▸ **DATA SECTION**:
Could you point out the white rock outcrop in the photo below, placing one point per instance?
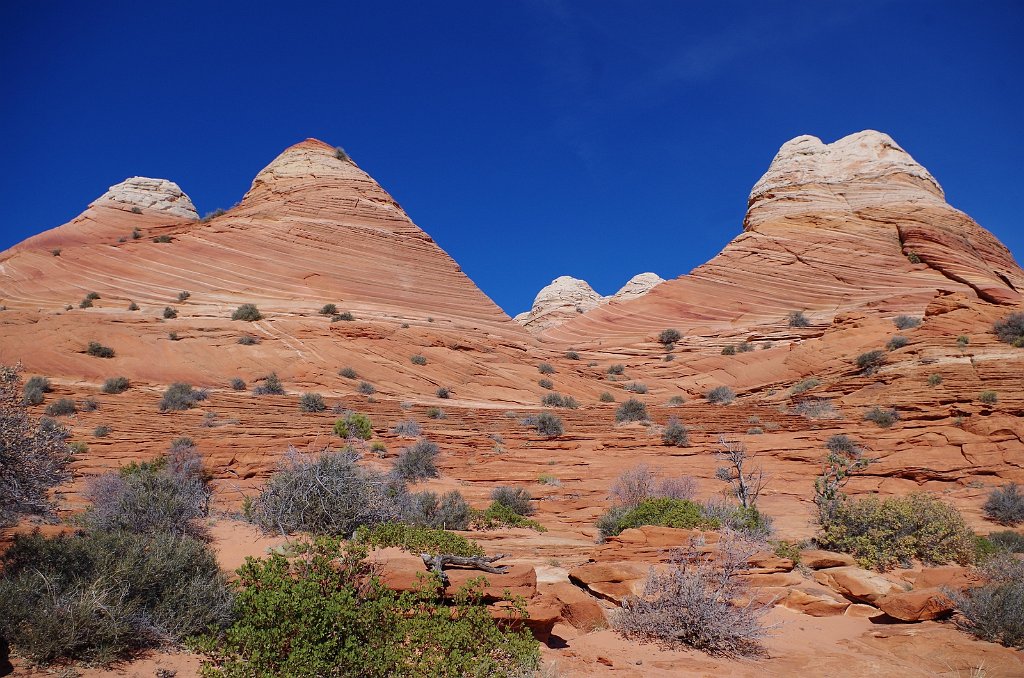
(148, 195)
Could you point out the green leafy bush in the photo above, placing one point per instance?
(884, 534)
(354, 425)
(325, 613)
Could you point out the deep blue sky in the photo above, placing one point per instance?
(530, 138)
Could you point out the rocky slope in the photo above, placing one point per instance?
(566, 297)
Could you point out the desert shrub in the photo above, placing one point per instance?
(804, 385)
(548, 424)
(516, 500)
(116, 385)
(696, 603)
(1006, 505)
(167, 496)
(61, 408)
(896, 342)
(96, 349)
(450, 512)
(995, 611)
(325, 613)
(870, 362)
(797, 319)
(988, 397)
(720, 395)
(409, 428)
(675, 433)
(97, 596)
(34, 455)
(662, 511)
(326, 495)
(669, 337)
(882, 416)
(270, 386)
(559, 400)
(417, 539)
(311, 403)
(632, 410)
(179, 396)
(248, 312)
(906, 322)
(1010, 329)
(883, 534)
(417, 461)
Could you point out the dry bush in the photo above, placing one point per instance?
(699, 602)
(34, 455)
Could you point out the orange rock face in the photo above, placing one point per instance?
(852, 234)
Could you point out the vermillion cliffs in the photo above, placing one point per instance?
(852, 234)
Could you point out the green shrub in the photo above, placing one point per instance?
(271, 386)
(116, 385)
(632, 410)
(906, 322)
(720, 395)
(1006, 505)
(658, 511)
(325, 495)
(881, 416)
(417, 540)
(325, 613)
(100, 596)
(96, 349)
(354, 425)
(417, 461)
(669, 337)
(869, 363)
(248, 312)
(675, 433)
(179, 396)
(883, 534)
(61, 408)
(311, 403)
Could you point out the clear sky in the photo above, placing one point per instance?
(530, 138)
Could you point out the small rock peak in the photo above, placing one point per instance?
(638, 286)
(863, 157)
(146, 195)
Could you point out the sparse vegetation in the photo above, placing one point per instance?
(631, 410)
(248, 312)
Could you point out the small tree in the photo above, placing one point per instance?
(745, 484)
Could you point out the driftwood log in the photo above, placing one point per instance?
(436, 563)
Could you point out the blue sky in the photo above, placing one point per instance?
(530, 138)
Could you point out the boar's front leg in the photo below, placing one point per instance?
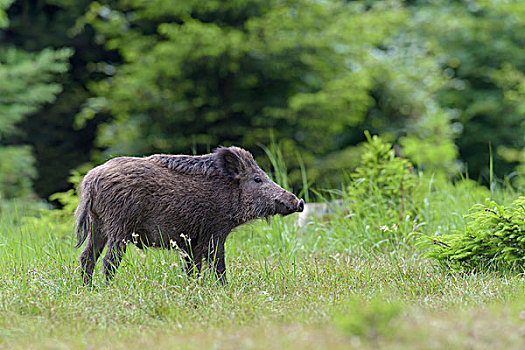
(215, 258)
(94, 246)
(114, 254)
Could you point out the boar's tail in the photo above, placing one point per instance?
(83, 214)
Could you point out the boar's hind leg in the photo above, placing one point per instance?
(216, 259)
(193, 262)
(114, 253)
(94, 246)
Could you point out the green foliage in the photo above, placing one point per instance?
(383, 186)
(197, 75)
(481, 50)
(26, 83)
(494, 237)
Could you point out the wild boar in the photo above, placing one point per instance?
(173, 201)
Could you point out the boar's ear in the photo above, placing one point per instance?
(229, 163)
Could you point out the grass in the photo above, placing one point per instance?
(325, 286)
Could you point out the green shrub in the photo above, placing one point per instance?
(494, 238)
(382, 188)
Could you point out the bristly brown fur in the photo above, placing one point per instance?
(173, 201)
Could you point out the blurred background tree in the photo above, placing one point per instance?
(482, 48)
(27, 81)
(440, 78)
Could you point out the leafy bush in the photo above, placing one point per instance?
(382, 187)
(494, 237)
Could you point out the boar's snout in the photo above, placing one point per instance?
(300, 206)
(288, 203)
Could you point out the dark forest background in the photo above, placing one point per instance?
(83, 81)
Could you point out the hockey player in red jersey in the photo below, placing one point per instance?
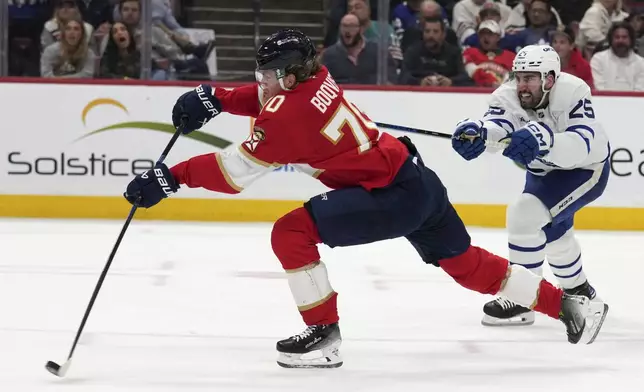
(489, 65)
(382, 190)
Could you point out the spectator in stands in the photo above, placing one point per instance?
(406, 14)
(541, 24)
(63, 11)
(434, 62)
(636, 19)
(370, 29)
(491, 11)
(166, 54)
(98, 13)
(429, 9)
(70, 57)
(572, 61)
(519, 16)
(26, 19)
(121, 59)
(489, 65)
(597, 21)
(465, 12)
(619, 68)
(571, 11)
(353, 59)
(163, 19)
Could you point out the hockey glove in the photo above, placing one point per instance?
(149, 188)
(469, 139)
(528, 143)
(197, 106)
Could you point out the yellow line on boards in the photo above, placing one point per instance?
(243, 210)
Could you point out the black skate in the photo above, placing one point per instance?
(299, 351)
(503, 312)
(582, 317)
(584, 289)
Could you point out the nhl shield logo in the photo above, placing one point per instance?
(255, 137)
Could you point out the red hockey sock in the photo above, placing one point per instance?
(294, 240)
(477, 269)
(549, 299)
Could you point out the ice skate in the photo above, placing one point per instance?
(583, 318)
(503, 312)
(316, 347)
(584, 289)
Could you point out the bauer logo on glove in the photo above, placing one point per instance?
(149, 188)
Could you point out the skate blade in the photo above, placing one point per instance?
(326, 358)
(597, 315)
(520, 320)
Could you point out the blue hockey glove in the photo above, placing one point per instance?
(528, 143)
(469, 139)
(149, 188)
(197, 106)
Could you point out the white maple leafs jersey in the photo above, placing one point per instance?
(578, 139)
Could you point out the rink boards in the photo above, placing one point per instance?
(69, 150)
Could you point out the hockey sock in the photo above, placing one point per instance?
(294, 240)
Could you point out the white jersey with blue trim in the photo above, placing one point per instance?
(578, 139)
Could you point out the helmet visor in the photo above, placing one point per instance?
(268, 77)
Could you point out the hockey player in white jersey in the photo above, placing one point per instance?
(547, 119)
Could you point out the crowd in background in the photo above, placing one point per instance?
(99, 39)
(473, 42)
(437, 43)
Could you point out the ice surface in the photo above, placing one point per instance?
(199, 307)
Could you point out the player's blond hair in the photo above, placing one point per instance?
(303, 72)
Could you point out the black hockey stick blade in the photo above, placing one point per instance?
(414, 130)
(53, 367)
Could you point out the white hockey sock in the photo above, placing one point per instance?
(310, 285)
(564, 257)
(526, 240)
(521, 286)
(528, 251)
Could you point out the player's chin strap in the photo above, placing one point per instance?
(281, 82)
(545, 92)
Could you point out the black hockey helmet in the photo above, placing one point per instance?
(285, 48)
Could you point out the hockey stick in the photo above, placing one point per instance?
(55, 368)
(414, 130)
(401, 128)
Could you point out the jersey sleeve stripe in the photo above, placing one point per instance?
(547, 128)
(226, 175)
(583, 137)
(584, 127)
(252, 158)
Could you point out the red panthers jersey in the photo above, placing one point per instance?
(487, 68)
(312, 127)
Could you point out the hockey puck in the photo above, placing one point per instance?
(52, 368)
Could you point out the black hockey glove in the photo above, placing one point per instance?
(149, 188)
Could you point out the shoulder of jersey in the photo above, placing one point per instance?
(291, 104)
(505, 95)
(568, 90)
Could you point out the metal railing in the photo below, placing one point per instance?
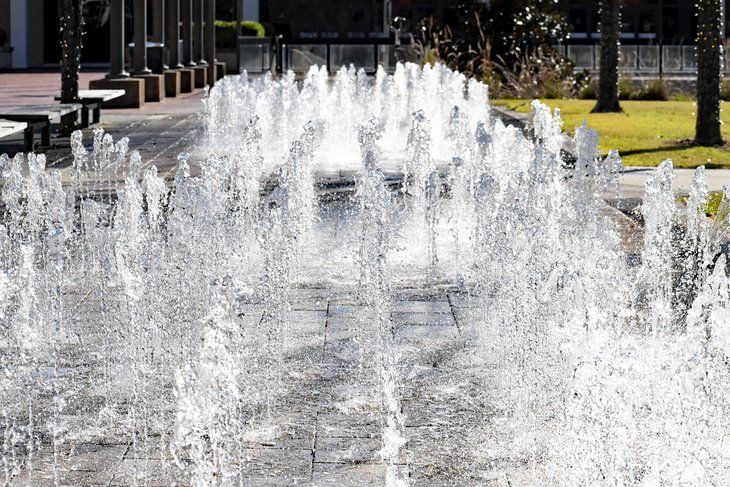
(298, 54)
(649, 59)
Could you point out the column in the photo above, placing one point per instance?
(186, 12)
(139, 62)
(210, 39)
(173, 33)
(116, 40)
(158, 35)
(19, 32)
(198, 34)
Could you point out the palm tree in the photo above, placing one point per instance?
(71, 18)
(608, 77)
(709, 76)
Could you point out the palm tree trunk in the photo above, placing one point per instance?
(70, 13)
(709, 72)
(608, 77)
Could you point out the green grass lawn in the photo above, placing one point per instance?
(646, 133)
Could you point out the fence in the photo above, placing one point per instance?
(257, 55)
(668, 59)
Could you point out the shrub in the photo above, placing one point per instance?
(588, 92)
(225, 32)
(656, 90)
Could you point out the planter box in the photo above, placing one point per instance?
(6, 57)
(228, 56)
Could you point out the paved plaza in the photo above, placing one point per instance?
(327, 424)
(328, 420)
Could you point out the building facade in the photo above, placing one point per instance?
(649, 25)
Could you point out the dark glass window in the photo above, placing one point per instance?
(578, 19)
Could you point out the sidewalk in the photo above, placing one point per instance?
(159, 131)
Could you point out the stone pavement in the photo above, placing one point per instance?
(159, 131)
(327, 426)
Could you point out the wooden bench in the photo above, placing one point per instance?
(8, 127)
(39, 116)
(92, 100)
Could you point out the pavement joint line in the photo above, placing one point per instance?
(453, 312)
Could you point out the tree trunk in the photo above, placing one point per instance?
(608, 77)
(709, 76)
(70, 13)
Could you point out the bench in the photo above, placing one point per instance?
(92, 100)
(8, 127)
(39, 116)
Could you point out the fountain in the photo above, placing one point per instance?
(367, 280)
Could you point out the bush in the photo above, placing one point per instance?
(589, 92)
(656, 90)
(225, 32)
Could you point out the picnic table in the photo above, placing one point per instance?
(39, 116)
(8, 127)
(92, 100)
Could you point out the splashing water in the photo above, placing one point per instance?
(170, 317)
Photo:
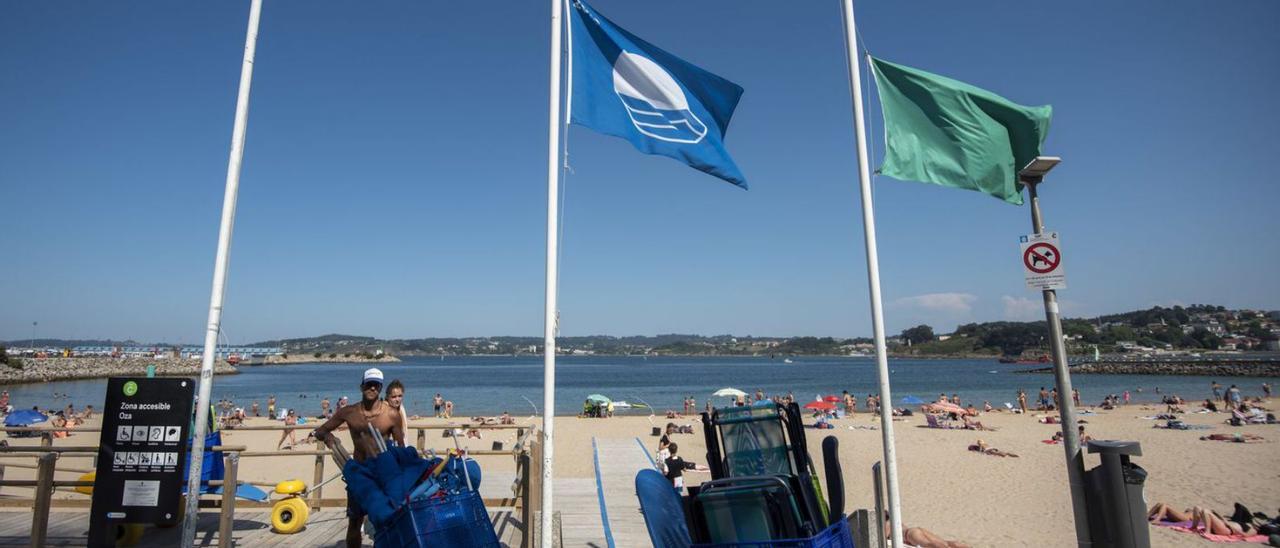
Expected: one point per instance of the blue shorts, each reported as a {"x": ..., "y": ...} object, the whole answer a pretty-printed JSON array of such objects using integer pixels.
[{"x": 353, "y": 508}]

▸ **WHAT IS BEING ASKED**:
All lines from the one holding "Could you point out the planter" to the end of the listing above need to be duplicated exactly. None of the pictures should be included.

▸ **EXERCISE ANSWER**:
Could you point out the planter box in the photo above, placing one point per instance?
(6, 57)
(228, 56)
Could you point out the paved plaza in the photo above, placing one point per instance?
(327, 424)
(328, 420)
Could you point out the building facade in the photo above, placing one point per instance?
(649, 25)
Could you point out the dark glass window in the photo above, placing one point per instance?
(578, 19)
Could you point out the sidewalk in the photo above, placing one point per instance?
(159, 131)
Could you point out the stone pavement in the photo above, placing one point per instance?
(159, 131)
(327, 426)
Could you point out the wooden bench in the photo above, placing one point per instance?
(8, 127)
(39, 116)
(92, 100)
Could you point out the pavement joint line in the photo above, placing one point per instance?
(453, 312)
Could you point out the tree trunk in the photo above, placing one point per instance?
(608, 77)
(709, 76)
(70, 13)
Could you point out the bench in the photo above, placing one point per instance?
(92, 100)
(8, 127)
(39, 116)
Could you point out the fountain in the photo above, placing one point per instance?
(367, 280)
Could you point out the bush in the photo above, placing one point per instance?
(589, 92)
(656, 90)
(225, 32)
Could you point out the picnic table in the photo above, placing one point per instance?
(39, 116)
(8, 127)
(92, 100)
Could you point out the splashing water in the photo above, placing one point per instance?
(170, 317)
Photo:
Expected: one point per instance of the blue shorts, each reported as a {"x": ..., "y": ...} object, the whole answer a pretty-printed JSON array of such objects using integer pixels.
[{"x": 353, "y": 508}]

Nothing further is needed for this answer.